TO BE DONE: From the listing below, pull out every line containing the string "slate", keeping each line as it appears.

ITEMS:
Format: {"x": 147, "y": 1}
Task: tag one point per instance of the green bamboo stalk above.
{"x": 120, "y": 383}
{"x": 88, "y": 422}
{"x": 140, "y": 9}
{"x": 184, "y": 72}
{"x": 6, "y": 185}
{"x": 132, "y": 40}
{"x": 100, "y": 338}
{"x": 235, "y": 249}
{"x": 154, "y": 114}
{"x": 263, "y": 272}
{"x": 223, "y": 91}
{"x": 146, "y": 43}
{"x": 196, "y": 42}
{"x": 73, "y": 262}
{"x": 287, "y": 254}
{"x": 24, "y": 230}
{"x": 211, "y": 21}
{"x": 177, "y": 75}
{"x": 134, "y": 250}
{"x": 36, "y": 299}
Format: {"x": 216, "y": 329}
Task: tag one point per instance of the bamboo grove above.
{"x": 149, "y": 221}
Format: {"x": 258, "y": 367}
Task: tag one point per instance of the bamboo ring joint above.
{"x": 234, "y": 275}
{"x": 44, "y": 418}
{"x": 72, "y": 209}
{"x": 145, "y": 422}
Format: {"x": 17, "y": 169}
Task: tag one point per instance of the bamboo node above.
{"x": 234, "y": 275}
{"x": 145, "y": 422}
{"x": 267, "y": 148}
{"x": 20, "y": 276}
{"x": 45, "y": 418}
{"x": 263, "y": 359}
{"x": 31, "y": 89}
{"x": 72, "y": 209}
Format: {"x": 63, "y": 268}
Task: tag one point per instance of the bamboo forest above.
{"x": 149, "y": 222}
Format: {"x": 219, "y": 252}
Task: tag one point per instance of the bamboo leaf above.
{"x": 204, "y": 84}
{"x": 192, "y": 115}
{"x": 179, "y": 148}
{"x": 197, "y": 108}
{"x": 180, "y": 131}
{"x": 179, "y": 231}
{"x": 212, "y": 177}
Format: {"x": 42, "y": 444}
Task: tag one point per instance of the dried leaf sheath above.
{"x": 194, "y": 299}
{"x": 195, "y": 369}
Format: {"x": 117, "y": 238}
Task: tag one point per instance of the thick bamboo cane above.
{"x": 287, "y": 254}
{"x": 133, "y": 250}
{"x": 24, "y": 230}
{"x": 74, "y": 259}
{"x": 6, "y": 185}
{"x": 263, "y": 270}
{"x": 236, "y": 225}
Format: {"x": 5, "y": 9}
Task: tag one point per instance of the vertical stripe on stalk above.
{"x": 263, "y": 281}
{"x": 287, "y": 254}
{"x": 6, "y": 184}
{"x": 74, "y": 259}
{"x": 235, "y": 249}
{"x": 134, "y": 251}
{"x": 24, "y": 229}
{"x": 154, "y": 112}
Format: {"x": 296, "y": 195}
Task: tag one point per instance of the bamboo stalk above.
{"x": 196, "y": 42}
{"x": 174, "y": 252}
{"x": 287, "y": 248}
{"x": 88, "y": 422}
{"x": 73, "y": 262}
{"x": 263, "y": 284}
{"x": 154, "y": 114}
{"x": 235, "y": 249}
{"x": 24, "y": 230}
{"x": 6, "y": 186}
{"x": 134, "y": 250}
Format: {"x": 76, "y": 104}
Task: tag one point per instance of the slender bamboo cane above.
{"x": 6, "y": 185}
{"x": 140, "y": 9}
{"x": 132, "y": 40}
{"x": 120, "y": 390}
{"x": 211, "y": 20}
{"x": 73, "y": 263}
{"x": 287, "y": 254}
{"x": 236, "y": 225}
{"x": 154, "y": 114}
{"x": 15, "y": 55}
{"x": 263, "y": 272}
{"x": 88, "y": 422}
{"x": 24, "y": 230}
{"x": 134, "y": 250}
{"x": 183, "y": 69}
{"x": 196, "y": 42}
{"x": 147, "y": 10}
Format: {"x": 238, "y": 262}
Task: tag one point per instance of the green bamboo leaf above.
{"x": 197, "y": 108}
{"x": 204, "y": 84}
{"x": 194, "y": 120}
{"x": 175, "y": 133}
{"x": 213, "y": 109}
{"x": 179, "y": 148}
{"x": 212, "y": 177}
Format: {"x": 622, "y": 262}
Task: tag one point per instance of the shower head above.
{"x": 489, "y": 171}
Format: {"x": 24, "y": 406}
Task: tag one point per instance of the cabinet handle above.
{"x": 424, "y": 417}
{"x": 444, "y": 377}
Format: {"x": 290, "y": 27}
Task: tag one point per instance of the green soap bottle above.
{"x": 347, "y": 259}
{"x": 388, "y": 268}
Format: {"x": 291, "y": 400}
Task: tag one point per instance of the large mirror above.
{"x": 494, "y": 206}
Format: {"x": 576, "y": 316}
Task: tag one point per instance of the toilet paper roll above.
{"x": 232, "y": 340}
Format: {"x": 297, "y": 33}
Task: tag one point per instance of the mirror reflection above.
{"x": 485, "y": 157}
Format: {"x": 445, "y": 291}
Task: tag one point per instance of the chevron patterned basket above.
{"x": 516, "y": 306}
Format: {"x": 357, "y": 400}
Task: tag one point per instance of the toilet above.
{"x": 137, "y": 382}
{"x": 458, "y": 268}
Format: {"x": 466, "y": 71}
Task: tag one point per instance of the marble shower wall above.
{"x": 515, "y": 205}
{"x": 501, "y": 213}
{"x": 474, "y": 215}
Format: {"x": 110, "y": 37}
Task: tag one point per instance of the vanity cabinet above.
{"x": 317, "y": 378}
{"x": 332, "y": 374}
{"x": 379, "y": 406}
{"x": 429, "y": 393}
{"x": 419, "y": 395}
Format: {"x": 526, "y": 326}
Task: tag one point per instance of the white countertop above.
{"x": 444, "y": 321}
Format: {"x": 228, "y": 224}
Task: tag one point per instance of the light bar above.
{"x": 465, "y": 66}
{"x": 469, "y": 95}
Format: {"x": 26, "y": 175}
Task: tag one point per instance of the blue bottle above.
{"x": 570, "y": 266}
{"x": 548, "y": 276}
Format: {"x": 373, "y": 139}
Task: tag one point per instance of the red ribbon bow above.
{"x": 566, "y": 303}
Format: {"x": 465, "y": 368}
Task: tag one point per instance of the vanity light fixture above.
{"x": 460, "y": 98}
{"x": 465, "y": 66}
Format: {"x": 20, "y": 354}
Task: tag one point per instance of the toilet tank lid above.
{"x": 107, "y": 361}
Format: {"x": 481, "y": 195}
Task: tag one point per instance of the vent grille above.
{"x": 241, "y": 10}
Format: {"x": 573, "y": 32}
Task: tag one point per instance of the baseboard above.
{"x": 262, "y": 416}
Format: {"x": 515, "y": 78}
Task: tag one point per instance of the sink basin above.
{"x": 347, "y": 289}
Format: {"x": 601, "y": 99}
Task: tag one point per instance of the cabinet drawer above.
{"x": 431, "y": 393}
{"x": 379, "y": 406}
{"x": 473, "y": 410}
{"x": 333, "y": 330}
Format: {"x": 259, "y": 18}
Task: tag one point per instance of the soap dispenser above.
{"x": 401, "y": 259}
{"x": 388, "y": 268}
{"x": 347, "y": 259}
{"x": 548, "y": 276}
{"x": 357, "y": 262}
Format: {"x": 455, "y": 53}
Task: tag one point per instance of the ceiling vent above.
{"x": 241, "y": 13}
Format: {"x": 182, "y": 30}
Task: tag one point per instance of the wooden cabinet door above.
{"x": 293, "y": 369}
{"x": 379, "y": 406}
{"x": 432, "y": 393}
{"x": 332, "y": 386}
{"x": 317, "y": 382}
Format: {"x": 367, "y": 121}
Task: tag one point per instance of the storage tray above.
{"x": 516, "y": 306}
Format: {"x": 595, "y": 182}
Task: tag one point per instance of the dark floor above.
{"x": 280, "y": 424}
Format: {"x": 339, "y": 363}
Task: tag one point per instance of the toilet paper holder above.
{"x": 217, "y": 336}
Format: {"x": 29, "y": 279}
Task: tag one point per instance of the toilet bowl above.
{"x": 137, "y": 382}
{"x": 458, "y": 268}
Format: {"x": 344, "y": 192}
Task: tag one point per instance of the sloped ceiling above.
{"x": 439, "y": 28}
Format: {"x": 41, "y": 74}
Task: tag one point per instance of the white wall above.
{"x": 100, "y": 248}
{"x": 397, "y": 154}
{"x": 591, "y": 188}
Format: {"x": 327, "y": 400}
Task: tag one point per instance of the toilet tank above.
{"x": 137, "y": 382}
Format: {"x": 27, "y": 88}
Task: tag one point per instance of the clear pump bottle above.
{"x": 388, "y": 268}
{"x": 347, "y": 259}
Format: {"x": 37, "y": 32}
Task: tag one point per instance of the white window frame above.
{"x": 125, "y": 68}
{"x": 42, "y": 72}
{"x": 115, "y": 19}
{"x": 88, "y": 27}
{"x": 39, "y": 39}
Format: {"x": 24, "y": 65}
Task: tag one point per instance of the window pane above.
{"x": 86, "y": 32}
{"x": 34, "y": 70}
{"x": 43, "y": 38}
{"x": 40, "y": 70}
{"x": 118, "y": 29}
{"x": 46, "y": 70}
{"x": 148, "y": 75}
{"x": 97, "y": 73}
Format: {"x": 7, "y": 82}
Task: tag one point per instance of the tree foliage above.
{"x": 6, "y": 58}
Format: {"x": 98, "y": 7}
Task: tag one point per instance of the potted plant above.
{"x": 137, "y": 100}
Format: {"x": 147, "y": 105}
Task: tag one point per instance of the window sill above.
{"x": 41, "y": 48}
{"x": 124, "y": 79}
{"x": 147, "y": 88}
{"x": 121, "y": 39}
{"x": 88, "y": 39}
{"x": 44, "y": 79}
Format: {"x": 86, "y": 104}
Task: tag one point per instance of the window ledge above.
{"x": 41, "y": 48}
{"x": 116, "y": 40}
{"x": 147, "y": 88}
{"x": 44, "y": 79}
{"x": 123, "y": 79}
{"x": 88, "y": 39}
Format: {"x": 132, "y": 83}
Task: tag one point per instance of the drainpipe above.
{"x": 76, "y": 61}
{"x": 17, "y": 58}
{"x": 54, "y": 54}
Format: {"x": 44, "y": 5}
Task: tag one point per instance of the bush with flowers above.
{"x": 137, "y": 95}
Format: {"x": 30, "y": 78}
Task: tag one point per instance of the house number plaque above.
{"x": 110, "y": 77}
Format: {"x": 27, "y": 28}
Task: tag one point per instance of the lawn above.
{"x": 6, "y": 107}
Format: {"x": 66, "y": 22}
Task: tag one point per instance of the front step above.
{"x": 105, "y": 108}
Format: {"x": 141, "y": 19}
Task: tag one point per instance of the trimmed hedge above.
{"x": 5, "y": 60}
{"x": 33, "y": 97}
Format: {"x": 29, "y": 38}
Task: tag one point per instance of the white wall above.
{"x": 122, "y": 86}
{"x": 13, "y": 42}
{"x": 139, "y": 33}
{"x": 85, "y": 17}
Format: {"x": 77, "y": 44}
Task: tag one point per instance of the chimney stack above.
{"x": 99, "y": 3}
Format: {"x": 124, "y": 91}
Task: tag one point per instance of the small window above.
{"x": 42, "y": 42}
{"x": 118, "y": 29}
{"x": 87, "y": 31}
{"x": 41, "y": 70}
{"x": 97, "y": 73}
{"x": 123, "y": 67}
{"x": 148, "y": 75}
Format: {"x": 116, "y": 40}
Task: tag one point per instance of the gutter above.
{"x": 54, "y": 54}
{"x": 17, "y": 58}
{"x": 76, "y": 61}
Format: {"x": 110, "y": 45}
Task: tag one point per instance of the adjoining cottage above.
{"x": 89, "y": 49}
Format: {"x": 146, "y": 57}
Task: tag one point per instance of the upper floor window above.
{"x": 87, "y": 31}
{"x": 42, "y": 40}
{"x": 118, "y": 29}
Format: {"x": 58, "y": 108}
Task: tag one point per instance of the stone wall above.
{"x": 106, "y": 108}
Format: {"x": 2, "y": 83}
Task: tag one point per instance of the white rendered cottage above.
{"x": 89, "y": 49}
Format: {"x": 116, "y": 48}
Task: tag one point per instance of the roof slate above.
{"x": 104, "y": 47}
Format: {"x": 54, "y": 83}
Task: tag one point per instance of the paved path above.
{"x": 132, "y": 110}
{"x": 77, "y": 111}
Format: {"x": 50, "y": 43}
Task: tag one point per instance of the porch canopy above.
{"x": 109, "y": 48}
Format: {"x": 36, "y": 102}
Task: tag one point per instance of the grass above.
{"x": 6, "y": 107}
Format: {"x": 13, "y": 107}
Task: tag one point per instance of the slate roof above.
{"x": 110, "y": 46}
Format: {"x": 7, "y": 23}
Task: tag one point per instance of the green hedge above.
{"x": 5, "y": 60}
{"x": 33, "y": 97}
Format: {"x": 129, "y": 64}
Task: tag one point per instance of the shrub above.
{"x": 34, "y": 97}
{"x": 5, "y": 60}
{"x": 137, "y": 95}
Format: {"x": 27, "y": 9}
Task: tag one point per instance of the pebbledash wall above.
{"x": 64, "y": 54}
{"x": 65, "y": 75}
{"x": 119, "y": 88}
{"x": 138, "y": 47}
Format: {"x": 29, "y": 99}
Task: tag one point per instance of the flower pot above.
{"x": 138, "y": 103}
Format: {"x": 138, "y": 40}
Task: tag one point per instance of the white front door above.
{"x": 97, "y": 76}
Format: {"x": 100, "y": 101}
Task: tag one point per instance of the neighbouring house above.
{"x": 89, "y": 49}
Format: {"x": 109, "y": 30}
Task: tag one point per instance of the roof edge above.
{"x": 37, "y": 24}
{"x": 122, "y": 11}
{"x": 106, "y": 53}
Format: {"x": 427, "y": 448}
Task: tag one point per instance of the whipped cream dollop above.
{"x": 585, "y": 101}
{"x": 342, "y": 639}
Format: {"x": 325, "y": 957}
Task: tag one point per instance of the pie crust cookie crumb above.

FINISHED EXERCISE:
Task: tag one point per instance of the roof slate above.
Task: tag one point per instance of the slate roof above.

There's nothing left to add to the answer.